_WORK TO BE COMPLETED_
Render every line of the listing below as a Markdown table with the columns Row and Text, numbering the lines in order and omitting blank lines. Do not include the pictures.

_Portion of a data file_
>>>>>
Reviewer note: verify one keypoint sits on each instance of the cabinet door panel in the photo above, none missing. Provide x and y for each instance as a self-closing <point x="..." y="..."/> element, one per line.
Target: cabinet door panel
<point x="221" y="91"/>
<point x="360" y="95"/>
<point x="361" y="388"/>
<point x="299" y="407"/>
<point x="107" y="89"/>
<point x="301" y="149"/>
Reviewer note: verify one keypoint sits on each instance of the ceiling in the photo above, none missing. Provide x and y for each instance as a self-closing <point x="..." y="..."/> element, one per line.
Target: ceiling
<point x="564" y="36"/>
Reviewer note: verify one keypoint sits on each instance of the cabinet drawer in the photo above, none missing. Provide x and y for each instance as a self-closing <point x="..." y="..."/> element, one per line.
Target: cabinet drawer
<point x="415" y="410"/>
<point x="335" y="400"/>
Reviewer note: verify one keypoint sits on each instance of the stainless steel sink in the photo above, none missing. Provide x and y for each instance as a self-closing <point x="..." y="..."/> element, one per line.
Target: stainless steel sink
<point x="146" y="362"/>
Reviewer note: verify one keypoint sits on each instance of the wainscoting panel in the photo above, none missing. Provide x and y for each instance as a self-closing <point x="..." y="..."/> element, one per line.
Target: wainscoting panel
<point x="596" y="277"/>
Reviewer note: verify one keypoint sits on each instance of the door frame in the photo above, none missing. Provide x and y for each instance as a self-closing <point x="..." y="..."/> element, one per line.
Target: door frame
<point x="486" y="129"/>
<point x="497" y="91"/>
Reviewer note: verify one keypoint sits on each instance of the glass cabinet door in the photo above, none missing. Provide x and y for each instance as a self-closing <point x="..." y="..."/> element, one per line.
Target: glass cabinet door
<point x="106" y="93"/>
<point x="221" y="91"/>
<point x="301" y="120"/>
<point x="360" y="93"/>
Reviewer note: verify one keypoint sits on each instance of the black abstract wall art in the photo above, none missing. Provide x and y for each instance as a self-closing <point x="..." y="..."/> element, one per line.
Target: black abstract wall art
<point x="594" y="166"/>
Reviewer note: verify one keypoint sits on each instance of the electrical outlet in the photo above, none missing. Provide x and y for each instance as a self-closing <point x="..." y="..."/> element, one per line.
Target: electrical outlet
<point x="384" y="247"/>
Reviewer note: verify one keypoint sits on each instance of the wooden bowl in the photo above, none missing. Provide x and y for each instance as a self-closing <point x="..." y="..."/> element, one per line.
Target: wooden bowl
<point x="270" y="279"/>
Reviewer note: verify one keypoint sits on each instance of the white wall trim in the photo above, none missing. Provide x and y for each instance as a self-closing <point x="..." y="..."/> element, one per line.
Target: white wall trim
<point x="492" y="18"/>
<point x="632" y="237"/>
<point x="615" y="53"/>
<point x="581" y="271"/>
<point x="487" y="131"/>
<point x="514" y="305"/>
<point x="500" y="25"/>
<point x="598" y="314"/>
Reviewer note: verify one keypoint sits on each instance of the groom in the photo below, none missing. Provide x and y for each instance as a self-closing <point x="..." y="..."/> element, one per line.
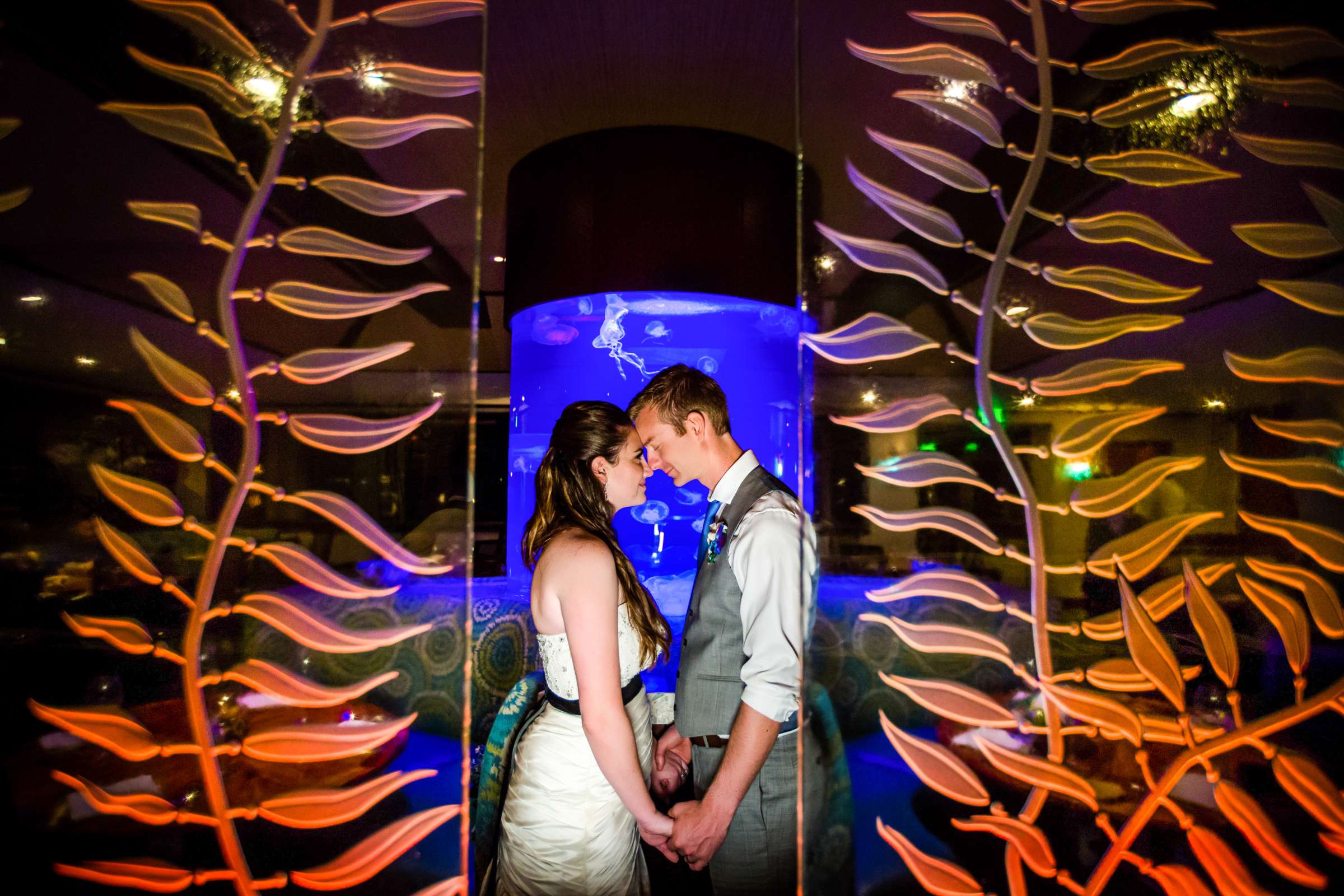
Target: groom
<point x="737" y="696"/>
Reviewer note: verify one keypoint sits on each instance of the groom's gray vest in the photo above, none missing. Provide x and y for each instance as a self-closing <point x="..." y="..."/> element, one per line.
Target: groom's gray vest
<point x="709" y="687"/>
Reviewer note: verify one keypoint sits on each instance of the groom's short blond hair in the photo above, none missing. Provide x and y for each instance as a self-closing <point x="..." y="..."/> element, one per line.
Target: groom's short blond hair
<point x="679" y="390"/>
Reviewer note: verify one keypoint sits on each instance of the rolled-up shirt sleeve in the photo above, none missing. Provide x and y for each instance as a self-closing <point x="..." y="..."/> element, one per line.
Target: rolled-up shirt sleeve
<point x="776" y="581"/>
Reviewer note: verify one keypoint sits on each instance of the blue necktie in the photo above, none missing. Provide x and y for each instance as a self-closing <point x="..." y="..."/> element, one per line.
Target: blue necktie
<point x="704" y="531"/>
<<<<<
_TASK RESPONSE_
| Row | Text |
|---|---|
| 1 | Reviewer note: verify one keypoint sits on each instance of the cabinet door panel in the photo above, none missing. Provide x and y for each instance as a self-closing <point x="..." y="..."/> element, one per line. |
| 2 | Target: cabinet door panel |
| 3 | <point x="221" y="91"/> |
| 4 | <point x="360" y="95"/> |
| 5 | <point x="361" y="388"/> |
| 6 | <point x="299" y="407"/> |
| 7 | <point x="107" y="89"/> |
| 8 | <point x="301" y="149"/> |
| 9 | Reviewer note: verify one keypoint sits on each instance of the ceiling in the photo above, none missing. Provide x and y for each instance as a self-closing <point x="..." y="..."/> element, one per line. |
| 10 | Target: ceiling |
| 11 | <point x="564" y="36"/> |
| 12 | Reviewer note: verify one keypoint sits on each instance of the cabinet drawer in the photo above, none missing. Provide x and y for each instance as a self-closing <point x="..." y="..."/> element, one per line. |
| 13 | Target: cabinet drawer |
| 14 | <point x="415" y="410"/> |
| 15 | <point x="335" y="400"/> |
| 16 | Reviewer note: verify one keypoint sits on each instance of the stainless steel sink in the photo above, none missing. Provide x and y for each instance as a self-closing <point x="..." y="..."/> element, one per line. |
| 17 | Target: stainless steel sink |
| 18 | <point x="146" y="362"/> |
| 19 | Reviewer note: verify one keypoint sits on each instance of the wainscoting panel in the photo above, none missing. Provide x and y for each instance as a self-closing <point x="..." y="..."/> element, one per line. |
| 20 | Target: wainscoting panel |
| 21 | <point x="596" y="277"/> |
| 22 | Reviewer note: verify one keypoint sits on each instance of the door frame in the photo above, none missing. Provide x and y for each instance as a self-closing <point x="..." y="..."/> element, one per line. |
| 23 | Target: door frame |
| 24 | <point x="486" y="129"/> |
| 25 | <point x="497" y="91"/> |
| 26 | Reviewer note: verify one keypoint sits on each instance of the glass cabinet door in the photo above, none missing. Provide x and y for each instance as a self-closing <point x="..." y="..."/> element, one per line. |
| 27 | Target: glass cabinet door |
| 28 | <point x="106" y="93"/> |
| 29 | <point x="221" y="91"/> |
| 30 | <point x="301" y="120"/> |
| 31 | <point x="360" y="93"/> |
| 32 | Reviewer note: verify one keypoint sits on each instance of the black abstract wall art in the photo above, none missing. Provide x and y for each instance as a self-closing <point x="..." y="..."/> element, one per line. |
| 33 | Target: black abstract wall art |
| 34 | <point x="594" y="166"/> |
| 35 | Reviewer note: verify one keypoint sits on each instance of the electrical outlet in the photo above, none missing. Provide x and y for each instance as a self-closing <point x="..." y="..."/> element, one per line. |
| 36 | Target: electrical outlet |
| 37 | <point x="384" y="247"/> |
| 38 | Reviewer note: verify one keypoint sits on each instance of the wooden bowl in the photo above, none missing. Provide x and y for each instance as a self-closing <point x="..." y="..."/> element, one per line. |
| 39 | Target: wooden bowl |
| 40 | <point x="270" y="279"/> |
| 41 | Reviewer note: verify one keypoint sits on each instance of the white wall trim in the photo above, none missing. Provide x and y for each instance as a self-closing <point x="..." y="..."/> element, one per line. |
| 42 | Target: white wall trim |
| 43 | <point x="492" y="18"/> |
| 44 | <point x="632" y="237"/> |
| 45 | <point x="615" y="53"/> |
| 46 | <point x="581" y="271"/> |
| 47 | <point x="487" y="131"/> |
| 48 | <point x="514" y="305"/> |
| 49 | <point x="500" y="25"/> |
| 50 | <point x="598" y="314"/> |
| 51 | Reviewer note: verify one keypoint sits on each instance of the groom in the photo below, none missing. Provide x and y for each instance as a self-closing <point x="..." y="..."/> element, one per line. |
| 52 | Target: groom |
| 53 | <point x="737" y="696"/> |
| 54 | Reviewer note: verify one keypoint sits on each instance of the groom's gray vest in the photo above, none missing. Provide x and y for each instance as a self-closing <point x="..." y="..."/> element, one per line. |
| 55 | Target: groom's gray vest |
| 56 | <point x="709" y="687"/> |
| 57 | Reviewer note: verify one keypoint sits on each instance of the groom's short blond hair in the photo above, none missing. Provide x and y for each instance as a self-closing <point x="..." y="..."/> element, one per line. |
| 58 | Target: groom's short blond hair |
| 59 | <point x="679" y="390"/> |
| 60 | Reviewer note: verify one keypoint sits on each instance of the rolled-up shirt sleeve in the photo above, none missing. Provide x and y for each instance as a self-closing <point x="..." y="..."/> element, one per line. |
| 61 | Target: rolled-up shirt sleeve |
| 62 | <point x="776" y="581"/> |
| 63 | Reviewer note: verify one keypoint sits on each instance of the blue necktie in the photo above, none missing. Provide x and y for each instance as a self-closing <point x="..." y="..."/> element, one per line. |
| 64 | Target: blue necktie |
| 65 | <point x="704" y="531"/> |